Compito da svolgere ->
Duplichi, nei record riportati di seguito, il tratto che si apre con la riga contenente "Question. In the picture above, identify the person in" e si chiude con quella contenente "[(460, 135), (459, 163), (362, 216)]", entrambe incluse.
===== Materiale fornito
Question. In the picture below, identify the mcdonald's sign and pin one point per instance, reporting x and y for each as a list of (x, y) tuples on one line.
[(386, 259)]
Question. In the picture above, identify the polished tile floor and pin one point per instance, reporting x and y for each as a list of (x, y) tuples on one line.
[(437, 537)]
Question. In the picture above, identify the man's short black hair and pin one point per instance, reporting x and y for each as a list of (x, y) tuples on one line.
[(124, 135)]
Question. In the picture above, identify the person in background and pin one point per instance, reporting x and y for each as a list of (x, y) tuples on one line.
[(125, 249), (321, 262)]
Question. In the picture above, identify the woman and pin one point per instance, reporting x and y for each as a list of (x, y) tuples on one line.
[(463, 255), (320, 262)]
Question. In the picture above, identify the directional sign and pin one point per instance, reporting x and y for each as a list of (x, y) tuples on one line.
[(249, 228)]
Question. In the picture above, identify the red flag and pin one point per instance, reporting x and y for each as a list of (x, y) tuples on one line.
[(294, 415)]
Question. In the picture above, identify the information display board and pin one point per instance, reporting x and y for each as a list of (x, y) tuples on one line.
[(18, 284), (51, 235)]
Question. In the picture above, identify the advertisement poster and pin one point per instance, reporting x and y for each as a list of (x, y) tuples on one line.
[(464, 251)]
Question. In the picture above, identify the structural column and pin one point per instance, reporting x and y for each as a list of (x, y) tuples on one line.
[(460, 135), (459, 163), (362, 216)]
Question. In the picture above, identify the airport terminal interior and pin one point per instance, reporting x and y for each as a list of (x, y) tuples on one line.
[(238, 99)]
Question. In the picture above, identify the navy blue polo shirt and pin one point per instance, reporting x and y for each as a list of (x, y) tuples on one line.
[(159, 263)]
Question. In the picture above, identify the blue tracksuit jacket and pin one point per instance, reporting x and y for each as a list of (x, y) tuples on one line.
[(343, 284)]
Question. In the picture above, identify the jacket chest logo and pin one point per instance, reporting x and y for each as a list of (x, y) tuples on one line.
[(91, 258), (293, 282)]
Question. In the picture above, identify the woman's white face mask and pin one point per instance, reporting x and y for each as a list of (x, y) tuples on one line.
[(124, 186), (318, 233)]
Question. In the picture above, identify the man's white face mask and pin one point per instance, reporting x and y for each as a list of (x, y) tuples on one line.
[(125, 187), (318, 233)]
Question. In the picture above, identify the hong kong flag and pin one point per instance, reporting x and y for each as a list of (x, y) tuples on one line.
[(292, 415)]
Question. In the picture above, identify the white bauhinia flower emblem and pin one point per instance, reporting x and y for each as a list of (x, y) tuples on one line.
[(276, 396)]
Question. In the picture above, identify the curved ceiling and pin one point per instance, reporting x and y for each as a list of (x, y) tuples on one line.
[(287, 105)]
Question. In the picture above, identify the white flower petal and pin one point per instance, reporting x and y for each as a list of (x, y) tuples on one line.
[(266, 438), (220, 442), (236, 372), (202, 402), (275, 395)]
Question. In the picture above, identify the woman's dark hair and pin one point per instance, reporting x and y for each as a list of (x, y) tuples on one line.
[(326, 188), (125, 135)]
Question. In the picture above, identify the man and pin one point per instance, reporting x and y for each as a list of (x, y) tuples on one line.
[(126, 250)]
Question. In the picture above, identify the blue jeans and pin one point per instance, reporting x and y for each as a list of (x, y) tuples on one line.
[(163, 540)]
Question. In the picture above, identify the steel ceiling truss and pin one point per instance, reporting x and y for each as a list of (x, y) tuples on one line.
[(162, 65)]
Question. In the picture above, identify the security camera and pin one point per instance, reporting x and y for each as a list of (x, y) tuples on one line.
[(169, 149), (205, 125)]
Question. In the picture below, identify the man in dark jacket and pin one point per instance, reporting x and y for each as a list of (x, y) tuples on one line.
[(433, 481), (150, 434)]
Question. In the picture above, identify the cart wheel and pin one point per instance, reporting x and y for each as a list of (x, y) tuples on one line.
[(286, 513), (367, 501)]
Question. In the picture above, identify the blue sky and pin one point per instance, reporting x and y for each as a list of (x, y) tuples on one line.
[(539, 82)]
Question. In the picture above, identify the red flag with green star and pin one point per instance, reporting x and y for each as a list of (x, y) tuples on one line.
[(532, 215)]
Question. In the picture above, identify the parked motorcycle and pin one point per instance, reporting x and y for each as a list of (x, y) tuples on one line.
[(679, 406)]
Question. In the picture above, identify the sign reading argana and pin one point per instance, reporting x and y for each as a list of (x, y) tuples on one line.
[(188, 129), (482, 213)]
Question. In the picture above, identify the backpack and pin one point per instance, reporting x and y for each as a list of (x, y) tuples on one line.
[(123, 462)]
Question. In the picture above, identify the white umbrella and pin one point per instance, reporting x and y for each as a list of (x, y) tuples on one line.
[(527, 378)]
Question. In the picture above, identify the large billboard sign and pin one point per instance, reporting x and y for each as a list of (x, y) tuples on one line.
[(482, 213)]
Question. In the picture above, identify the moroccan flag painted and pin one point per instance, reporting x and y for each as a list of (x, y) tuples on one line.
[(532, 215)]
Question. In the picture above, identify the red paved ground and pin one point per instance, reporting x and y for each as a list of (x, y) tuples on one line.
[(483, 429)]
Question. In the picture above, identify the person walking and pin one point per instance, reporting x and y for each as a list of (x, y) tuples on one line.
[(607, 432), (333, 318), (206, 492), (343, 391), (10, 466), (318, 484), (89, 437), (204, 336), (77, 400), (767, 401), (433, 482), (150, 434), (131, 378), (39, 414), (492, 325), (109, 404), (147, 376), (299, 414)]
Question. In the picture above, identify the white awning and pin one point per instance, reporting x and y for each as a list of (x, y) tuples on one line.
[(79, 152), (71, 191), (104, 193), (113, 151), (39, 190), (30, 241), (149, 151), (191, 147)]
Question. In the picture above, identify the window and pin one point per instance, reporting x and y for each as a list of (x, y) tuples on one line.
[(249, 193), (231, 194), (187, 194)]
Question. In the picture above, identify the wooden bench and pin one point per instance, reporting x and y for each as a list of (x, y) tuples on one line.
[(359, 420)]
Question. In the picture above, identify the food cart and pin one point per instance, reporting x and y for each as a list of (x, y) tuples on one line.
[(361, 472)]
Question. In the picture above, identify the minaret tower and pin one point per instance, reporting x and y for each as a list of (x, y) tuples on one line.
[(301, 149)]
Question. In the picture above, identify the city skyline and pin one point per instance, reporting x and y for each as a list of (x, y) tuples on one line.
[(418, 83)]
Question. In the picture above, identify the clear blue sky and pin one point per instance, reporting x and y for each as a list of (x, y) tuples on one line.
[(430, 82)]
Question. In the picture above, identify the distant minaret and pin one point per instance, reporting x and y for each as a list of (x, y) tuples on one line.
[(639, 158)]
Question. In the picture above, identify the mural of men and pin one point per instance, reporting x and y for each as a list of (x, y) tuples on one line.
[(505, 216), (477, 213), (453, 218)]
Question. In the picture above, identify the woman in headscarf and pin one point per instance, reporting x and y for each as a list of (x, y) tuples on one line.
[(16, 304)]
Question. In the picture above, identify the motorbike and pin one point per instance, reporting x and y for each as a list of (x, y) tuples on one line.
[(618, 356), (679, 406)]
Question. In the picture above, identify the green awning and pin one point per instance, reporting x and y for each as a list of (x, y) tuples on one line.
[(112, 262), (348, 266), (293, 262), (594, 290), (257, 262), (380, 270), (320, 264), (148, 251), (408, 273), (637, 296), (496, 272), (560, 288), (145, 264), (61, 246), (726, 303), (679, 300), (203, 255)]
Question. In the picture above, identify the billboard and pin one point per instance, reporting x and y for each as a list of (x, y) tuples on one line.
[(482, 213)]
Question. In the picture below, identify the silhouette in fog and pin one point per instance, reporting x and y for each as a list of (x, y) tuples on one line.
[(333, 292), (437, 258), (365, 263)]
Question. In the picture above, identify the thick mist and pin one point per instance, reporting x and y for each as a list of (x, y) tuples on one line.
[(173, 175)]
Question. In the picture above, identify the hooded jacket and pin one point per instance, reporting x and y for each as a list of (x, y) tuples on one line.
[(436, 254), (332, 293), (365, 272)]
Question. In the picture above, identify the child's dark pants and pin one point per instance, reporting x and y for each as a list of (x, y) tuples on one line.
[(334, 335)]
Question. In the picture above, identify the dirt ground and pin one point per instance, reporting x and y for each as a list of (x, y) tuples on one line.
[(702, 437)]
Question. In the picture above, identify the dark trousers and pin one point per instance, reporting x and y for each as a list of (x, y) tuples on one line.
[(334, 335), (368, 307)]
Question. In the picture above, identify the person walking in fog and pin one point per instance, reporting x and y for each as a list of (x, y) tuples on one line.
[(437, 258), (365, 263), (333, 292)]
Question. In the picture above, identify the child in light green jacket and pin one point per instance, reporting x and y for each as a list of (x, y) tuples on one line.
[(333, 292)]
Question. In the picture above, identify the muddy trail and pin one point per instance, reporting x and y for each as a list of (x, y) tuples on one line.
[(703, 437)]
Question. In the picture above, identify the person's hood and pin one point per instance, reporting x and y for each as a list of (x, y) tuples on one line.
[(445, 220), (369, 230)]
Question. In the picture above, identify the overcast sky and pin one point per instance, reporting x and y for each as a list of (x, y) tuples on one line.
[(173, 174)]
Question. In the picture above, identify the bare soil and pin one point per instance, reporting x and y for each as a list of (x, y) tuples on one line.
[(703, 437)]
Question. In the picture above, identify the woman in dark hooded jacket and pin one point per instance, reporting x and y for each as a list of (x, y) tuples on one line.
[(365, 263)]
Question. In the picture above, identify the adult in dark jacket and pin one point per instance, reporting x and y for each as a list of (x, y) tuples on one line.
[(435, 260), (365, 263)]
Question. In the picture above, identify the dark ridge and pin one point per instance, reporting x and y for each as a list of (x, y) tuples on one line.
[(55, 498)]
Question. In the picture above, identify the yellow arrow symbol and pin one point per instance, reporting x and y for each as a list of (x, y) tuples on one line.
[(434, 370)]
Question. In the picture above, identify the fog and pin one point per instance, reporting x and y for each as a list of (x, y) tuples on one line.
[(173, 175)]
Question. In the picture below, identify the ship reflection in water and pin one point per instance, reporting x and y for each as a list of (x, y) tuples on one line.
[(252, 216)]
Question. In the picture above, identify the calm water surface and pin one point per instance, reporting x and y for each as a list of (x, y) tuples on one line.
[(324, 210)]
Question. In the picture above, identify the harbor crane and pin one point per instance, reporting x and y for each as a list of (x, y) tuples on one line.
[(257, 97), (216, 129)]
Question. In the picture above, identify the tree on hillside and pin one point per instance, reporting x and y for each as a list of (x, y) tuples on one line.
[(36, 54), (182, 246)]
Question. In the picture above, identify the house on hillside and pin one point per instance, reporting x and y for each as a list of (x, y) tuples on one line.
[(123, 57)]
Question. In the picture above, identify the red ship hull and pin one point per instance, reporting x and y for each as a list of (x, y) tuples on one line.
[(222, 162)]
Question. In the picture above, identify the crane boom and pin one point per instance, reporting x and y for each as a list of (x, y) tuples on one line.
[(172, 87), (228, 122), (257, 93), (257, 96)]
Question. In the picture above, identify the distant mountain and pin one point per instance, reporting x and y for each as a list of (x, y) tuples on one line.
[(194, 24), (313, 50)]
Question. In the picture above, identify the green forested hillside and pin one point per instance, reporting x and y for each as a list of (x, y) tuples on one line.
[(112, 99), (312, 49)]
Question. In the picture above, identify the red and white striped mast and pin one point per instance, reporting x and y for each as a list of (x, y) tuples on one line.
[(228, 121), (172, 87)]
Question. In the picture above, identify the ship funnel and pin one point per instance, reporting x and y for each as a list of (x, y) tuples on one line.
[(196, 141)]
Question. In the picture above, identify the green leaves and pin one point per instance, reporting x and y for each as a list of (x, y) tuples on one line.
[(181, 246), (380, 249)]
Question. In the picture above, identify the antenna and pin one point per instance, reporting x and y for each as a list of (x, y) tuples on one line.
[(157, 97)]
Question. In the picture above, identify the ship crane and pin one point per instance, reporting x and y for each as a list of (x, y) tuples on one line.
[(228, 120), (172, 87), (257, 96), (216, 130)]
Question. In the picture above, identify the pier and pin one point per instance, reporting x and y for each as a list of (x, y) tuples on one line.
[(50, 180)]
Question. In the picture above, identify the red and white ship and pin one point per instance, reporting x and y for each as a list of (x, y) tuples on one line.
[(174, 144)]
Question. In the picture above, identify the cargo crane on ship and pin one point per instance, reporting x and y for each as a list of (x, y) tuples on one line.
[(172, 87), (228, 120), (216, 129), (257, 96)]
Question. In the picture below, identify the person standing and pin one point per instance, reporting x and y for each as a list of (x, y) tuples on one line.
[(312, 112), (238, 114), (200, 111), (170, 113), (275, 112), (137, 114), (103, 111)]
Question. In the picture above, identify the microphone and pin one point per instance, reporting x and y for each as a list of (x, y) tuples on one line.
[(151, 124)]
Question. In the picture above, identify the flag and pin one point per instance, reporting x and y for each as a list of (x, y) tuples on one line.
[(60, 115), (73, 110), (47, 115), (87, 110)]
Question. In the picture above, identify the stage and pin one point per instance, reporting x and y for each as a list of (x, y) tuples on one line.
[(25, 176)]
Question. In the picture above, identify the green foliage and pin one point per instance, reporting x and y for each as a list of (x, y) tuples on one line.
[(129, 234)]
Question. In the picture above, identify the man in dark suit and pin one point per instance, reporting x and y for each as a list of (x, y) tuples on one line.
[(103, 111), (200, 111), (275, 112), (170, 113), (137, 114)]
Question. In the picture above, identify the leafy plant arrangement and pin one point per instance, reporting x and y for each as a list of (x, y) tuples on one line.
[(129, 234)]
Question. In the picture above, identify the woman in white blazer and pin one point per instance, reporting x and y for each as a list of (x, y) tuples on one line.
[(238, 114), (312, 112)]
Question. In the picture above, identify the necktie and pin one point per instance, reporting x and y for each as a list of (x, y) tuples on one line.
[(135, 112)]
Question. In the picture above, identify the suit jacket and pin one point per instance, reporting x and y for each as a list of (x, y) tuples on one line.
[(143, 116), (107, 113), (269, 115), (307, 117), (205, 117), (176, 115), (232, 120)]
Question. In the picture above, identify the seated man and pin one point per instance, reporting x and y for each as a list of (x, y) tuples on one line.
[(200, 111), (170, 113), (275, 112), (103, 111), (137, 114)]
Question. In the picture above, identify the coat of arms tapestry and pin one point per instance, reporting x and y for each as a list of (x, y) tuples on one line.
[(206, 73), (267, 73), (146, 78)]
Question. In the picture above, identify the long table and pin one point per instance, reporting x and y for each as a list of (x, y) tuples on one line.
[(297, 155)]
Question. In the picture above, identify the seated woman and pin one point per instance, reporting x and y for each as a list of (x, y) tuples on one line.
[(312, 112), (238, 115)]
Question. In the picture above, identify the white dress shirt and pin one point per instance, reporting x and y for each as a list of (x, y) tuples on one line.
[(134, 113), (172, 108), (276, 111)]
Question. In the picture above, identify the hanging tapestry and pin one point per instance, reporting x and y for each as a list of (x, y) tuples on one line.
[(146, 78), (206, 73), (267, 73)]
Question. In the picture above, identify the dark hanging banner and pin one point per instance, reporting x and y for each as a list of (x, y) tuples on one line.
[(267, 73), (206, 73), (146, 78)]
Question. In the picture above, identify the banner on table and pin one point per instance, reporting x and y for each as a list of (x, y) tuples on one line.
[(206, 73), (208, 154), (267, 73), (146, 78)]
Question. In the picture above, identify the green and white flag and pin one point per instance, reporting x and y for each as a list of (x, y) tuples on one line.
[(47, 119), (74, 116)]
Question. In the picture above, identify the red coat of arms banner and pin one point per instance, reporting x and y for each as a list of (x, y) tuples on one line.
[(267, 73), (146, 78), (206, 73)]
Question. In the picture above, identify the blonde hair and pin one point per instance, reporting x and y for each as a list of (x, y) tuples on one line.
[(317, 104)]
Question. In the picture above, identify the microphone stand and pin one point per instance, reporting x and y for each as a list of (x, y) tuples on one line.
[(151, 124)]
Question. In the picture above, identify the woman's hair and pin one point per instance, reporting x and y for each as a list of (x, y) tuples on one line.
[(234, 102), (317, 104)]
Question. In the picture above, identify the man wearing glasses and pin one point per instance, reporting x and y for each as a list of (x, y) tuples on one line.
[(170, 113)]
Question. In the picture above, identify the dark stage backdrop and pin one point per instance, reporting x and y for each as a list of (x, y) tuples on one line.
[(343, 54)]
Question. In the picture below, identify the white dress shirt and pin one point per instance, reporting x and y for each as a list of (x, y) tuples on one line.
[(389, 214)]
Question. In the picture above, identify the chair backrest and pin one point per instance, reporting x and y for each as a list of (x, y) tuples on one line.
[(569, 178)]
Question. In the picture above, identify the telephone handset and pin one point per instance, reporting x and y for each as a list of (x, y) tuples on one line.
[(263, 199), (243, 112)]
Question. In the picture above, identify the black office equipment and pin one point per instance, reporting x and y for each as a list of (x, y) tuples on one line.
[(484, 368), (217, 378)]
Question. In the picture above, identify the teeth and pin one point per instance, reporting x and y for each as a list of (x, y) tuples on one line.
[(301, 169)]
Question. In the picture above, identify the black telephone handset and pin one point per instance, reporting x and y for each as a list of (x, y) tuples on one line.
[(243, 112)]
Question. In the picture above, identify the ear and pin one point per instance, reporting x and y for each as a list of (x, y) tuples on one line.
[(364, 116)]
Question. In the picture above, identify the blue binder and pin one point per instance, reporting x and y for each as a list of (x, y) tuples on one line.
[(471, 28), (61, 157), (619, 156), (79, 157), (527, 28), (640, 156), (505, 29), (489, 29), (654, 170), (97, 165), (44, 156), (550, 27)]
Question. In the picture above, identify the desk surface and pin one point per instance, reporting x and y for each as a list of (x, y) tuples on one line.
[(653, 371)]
==========
Compito svolto ->
Question. In the picture above, identify the person in background and pin one point per instance, reporting x and y for each as a list of (x, y) tuples on one line.
[(125, 249), (321, 262)]
Question. In the picture above, identify the woman and pin one point per instance, reporting x and y for each as a list of (x, y) tuples on one line.
[(463, 255), (320, 262)]
Question. In the picture above, identify the directional sign and pin one point per instance, reporting x and y for each as a list of (x, y) tuples on one line.
[(249, 228)]
Question. In the picture above, identify the red flag and pin one point per instance, reporting x and y for each as a list of (x, y) tuples on one line.
[(294, 415)]
Question. In the picture above, identify the information display board and pin one point per instance, reporting x and y for each as a list of (x, y) tuples on one line.
[(18, 284), (51, 235)]
Question. In the picture above, identify the advertisement poster and pin one point per instance, reporting x and y for each as a list of (x, y) tuples on one line.
[(464, 251)]
Question. In the picture above, identify the structural column and pin one point per instance, reporting x and y for each as a list of (x, y) tuples on one line.
[(460, 135), (459, 163), (362, 216)]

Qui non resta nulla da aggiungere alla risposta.